- [Exercise]: Can you resume the news report below on the WHO chief scientist's warning about rising Covid-19 cases, picking up right after its last sentence?

World Health Organisation’s chief scientist Soumya Swaminathan has said there was clear evidence that the coronavirus pandemic isn’t slowing down as the spread of Delta variant and slow pace of vaccination is leading to a surge in Covid-19 cases across most regions of the world.
In a recent interview with the Bloomberg, Swaminathan said Covid-19 cases are rising in five out of six WHO regions, and mortality rates in Africa have jumped by 30-40 per cent in the last two weeks.
“In the last 24 hours, close to 500,000 new cases have been reported and about 9,300 deaths — now that’s not a pandemic that’s slowing down,” Swaminathan said.
She listed four major reasons for the continuous spread of the virus — the Delta variant, social mixing, ease in lockdown restrictions and slow pace of vaccination.
Swaminathan said the fast-spreading Delta variant is certainly the most transmissible, most dangerous variant of Covid-19 seen so far and is the main reason behind the surge in infections. She said if one person infected by the original virus could infect close to three people, a person infected with the Delta variant could infect close to 8 people.

- [Extracted records]:
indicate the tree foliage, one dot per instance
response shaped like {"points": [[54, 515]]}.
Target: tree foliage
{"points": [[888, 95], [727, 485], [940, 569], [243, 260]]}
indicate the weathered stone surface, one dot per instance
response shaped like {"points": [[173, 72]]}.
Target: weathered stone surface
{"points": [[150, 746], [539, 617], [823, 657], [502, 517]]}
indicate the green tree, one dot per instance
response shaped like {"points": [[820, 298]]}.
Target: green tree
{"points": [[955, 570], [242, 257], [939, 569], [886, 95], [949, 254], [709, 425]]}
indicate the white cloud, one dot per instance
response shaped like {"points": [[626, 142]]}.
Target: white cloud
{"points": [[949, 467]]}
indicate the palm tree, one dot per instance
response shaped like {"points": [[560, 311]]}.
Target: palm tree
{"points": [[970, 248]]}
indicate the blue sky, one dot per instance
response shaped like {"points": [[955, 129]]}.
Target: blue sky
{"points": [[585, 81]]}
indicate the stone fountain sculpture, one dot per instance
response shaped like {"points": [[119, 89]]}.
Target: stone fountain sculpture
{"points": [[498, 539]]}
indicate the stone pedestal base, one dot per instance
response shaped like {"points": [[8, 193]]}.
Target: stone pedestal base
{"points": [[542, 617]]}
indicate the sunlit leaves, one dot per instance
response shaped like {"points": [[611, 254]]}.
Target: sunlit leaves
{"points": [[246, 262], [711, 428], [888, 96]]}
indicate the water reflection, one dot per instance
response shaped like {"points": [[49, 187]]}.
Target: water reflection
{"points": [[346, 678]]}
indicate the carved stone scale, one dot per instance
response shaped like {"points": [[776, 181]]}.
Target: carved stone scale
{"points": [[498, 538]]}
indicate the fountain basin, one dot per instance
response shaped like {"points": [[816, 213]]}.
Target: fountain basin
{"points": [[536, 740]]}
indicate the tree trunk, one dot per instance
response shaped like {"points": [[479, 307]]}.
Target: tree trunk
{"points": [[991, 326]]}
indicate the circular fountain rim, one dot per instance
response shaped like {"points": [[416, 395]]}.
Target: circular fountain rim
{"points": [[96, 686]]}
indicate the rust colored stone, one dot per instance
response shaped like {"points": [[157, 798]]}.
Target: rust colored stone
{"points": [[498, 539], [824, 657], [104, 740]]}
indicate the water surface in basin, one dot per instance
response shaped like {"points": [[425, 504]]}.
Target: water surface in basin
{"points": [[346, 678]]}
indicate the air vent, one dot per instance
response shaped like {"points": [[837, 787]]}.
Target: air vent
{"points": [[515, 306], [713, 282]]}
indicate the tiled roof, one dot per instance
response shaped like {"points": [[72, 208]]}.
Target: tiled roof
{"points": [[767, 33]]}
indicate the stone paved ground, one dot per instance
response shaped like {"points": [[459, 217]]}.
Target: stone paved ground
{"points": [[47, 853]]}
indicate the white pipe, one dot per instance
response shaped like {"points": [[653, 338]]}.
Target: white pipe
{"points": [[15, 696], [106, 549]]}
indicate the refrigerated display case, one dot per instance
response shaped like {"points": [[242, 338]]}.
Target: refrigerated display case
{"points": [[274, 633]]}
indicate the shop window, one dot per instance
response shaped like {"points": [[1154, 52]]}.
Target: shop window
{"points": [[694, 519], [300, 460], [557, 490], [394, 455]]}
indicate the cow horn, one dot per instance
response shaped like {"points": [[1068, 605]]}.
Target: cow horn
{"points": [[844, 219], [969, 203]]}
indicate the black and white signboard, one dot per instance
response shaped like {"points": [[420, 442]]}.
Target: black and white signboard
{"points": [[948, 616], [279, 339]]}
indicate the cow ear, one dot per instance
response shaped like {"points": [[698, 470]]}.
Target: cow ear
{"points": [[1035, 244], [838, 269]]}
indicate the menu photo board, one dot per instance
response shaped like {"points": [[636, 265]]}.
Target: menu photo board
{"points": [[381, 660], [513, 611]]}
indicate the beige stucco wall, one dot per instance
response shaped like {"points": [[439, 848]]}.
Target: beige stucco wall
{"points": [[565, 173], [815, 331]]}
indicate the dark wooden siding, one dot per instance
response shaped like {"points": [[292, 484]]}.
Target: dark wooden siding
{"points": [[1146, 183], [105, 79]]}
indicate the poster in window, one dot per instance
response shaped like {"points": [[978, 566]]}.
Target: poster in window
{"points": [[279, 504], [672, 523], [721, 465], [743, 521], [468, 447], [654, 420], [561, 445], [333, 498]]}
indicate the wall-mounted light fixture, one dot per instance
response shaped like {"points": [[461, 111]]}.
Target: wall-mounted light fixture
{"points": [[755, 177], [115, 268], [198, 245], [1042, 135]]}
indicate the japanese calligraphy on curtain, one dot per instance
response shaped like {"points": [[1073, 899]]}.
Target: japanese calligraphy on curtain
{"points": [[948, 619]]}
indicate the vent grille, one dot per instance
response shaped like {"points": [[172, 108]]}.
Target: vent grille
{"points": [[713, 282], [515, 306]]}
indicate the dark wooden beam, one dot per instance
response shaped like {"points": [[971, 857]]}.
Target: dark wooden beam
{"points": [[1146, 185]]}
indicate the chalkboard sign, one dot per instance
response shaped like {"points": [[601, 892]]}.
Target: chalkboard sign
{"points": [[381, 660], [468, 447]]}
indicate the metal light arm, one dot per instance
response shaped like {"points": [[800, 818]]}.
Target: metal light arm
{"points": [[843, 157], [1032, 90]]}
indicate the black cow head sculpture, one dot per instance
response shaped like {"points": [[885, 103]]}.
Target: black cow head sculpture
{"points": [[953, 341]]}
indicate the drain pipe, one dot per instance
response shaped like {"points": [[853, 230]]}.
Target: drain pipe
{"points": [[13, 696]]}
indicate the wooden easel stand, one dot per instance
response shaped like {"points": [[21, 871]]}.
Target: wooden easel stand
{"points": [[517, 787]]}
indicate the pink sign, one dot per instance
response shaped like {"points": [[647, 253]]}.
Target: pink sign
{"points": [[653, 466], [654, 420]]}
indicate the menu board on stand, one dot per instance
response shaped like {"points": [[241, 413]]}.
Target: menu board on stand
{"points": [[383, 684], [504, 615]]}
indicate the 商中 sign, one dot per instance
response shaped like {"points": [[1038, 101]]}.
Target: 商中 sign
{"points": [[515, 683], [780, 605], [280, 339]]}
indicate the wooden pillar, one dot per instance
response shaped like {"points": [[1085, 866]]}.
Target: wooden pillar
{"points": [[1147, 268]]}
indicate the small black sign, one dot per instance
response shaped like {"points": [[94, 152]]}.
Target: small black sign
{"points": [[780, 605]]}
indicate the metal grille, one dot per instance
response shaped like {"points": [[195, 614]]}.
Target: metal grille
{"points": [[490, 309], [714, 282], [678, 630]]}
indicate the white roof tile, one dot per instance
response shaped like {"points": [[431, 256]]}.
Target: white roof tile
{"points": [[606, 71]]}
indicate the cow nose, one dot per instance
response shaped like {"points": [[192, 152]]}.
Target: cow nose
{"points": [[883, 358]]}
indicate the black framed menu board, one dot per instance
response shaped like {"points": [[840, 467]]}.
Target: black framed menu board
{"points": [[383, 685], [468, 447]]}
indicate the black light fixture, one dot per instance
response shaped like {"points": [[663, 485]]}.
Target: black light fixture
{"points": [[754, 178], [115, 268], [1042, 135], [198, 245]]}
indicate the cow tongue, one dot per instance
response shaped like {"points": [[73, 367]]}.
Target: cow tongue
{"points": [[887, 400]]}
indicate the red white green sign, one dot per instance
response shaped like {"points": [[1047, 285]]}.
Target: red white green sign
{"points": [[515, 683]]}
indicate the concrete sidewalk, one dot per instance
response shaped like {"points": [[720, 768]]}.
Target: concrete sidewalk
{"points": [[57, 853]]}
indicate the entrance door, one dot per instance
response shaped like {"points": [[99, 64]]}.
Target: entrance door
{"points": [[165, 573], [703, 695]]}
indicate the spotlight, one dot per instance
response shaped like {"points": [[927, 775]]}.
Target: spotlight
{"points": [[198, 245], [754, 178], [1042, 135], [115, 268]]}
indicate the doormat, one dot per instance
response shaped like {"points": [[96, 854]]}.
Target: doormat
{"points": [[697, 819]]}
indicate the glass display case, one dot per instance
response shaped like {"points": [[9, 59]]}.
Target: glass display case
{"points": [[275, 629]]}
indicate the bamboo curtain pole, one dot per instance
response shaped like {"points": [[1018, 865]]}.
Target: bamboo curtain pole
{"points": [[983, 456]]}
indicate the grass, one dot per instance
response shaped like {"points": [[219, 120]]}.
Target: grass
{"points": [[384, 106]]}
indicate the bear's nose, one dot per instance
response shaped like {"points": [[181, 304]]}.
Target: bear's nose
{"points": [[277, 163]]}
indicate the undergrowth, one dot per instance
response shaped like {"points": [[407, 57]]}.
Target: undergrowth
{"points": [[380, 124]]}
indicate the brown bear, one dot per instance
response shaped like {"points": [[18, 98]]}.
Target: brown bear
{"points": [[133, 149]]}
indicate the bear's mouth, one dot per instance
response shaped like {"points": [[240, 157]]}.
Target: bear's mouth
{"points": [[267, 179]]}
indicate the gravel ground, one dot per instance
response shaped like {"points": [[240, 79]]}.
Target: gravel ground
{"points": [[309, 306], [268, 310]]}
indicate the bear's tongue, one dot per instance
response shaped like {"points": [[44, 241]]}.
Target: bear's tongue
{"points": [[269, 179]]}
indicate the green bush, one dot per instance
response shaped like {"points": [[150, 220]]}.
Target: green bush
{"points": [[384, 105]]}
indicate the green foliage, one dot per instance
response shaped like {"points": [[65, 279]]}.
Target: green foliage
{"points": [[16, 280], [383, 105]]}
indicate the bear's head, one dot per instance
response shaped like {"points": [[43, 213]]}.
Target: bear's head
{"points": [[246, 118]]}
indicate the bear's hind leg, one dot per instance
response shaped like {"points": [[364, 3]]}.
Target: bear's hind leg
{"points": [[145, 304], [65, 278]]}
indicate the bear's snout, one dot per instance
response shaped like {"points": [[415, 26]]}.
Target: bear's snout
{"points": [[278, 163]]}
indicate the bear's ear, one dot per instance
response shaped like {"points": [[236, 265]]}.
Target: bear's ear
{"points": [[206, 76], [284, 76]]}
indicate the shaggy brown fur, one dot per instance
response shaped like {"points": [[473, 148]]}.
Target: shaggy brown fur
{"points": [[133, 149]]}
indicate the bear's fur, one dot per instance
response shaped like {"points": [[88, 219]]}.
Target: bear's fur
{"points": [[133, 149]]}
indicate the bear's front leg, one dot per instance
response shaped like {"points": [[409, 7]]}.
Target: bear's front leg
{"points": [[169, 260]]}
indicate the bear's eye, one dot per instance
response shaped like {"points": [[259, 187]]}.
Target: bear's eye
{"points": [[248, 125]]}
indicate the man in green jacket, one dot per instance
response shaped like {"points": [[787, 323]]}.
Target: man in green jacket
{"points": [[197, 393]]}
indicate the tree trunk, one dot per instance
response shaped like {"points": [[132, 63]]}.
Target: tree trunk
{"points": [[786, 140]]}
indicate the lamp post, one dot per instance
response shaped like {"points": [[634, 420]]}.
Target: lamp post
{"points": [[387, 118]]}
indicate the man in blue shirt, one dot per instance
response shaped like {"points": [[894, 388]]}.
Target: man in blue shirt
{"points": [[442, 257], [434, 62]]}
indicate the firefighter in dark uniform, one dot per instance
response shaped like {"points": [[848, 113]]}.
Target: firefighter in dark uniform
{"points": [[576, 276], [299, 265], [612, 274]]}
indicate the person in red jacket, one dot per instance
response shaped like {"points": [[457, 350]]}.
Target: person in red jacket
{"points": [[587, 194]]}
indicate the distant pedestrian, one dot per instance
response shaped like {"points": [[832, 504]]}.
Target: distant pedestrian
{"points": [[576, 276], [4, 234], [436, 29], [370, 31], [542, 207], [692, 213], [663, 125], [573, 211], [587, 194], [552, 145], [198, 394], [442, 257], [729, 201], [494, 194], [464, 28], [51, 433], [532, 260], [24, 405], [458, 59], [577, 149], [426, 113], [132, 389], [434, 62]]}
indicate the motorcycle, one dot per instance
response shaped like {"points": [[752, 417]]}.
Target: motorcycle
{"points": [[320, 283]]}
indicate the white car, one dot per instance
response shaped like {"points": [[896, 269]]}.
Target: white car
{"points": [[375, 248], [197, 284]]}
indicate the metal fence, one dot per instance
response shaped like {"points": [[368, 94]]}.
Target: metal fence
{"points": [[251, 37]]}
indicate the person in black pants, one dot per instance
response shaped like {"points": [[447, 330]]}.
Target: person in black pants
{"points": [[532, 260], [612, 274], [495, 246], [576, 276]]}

- [Reply to the task]:
She also said that people, either out of pandemic fatigue or compulsion, are moving out of their houses and indulging in social mixing, leading to a rise in cases. Further, many countries in the world and regions in those countries have eased restrictions, even announcing relaxation in safety measures like masking and social distancing, she said.
Swaminathan said while vaccination levels in some countries are reducing severe Covid-19 cases and hospitalisations, there are parts of the world that still face oxygen shortages, lack of hospital beds and higher mortality rate.
In another interview, Swaminathan said Covaxin’s Phase-3 data looks promising and the vaccine can hopefully be approved by the WHO by mid to late August.
“I think the Phase-3 trial data (of Covaxin) is good and encouraging. The good thing is that they have also looked at the variants and they are sequenced about 60 per cent of the breakthrough variants that were seen in the trial. The overall efficacy is high while efficacy against the Delta variant is comparatively low, but it’s still very good,” she had said.